-- start DATASET CONTENT --
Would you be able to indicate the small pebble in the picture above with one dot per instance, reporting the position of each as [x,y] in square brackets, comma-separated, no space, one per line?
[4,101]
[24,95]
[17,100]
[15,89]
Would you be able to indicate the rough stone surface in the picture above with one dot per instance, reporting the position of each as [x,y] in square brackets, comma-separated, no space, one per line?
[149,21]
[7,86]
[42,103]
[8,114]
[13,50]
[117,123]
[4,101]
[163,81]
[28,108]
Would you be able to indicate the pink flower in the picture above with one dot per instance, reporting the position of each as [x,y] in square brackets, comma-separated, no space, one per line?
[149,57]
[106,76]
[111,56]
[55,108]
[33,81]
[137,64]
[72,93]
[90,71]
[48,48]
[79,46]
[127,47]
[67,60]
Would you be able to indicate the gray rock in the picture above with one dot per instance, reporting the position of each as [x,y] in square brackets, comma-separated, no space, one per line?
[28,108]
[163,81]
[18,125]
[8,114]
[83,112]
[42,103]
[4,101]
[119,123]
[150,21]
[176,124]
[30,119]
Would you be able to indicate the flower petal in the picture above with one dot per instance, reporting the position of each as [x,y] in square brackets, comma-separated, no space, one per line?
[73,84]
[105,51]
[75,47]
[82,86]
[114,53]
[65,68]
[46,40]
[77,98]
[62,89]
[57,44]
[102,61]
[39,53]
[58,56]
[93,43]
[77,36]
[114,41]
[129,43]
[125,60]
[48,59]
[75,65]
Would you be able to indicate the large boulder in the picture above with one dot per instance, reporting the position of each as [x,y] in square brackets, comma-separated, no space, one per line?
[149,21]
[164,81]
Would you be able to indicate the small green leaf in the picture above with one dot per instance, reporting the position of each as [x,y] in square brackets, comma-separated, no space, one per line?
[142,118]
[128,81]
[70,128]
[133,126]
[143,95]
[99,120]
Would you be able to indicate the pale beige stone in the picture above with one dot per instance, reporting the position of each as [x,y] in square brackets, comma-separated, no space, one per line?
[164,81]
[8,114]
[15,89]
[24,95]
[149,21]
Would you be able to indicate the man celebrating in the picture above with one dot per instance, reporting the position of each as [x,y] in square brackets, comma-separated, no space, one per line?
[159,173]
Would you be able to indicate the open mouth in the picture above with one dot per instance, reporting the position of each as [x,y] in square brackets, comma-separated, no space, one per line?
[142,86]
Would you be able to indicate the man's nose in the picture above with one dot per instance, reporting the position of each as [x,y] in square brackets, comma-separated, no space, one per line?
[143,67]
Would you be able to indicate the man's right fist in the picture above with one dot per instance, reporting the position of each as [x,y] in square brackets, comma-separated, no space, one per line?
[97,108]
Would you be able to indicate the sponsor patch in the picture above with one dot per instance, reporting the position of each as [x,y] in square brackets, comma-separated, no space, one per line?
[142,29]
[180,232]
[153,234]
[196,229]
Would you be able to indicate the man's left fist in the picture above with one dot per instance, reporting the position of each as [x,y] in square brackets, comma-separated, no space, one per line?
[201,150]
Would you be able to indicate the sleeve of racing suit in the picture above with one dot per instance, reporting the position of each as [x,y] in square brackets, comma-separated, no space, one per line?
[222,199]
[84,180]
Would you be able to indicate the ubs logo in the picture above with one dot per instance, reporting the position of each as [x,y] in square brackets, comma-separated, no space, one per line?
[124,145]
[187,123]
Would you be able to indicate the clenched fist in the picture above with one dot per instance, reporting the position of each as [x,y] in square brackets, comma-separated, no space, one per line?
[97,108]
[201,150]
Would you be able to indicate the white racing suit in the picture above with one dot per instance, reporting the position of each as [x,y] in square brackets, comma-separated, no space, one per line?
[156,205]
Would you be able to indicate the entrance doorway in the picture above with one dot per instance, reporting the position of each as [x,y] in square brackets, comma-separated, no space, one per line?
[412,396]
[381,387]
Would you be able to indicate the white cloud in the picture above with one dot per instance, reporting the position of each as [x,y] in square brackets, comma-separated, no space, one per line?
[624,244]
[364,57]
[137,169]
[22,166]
-- end DATASET CONTENT --
WRITTEN PROBLEM: Edit the lines from the one containing "Would you be able to indicate the ubs" through the end of the records so that "clenched fist" becomes "raised hand", with all else unchanged, and return only those lines.

EXERCISE SOLUTION:
Would you be able to indicate the ubs logo in the picture above with one dot per instance, reporting the position of each as [x,y] in square brackets, comma-separated, no space, one per line?
[124,145]
[187,123]
Would you be able to indicate the raised hand in the picture above with one dot per instance, reporting the position of each as [x,y] in square brackets, comma-separated, no space, one per line?
[97,108]
[201,150]
Would you be able to indicate the white racing suit in the picture above with one dot per instance, reporting the position of each as [x,y] in square brackets, comma-separated, no space, one per line?
[156,205]
Would you be able to indicate the entrance doorway in the picture above with one dot per instance, reporting the position of each as [x,y] in square brackets, comma-separated, no space, one per line?
[412,396]
[381,387]
Would you be able to indicate the white cloud in the picture above with one dot per instance, reporting the position of each as [x,y] in square brackets, comma-separated, no space, one per line?
[624,244]
[364,57]
[137,169]
[22,166]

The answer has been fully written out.